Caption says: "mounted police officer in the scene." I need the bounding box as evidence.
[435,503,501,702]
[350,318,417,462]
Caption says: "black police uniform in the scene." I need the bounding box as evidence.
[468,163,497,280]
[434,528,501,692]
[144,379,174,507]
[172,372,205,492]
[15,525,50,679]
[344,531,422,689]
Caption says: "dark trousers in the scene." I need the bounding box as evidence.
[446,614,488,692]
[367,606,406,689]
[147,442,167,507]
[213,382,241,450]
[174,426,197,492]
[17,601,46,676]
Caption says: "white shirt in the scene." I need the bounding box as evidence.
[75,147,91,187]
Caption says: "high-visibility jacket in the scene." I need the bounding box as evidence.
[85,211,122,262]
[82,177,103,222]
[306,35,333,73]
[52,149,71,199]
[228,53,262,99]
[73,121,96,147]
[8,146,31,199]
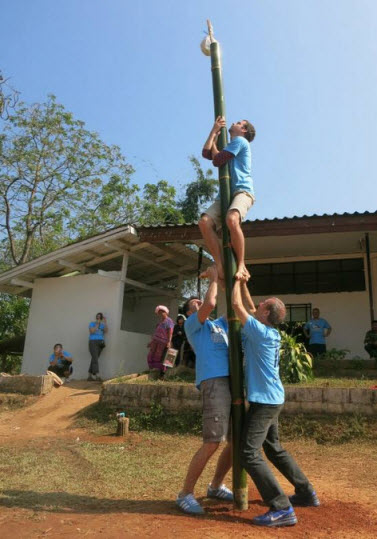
*****
Format every line of the records above as a numbered list, skipping blank lines and leaving out the picture.

Result of the exercise:
1. Caption says: "mounted police officer in the scene." I need the bounding box as evidence.
2. [435,503,501,702]
3. [350,318,417,462]
4. Caption says: "black police uniform in the scene." I need the bounding box as evidence.
5. [468,163,497,280]
6. [434,528,501,692]
7. [144,379,174,507]
8. [172,372,205,492]
9. [15,525,50,679]
10. [344,531,422,689]
11. Caption says: "dark trousers in the scene." I need the bounding box as evidence.
12. [446,614,488,692]
13. [367,606,406,689]
14. [147,442,167,507]
15. [213,382,241,450]
16. [174,426,197,492]
17. [17,601,46,676]
18. Caption says: "white shirt in the scene." I need the bounding box as evidence.
19. [75,147,91,187]
20. Caption says: "high-visibility jacket in the scene." I need the bounding box as evidence.
21. [85,211,122,262]
22. [82,177,103,222]
23. [306,35,333,73]
24. [52,149,71,199]
25. [228,53,262,99]
26. [73,121,96,147]
27. [8,146,31,199]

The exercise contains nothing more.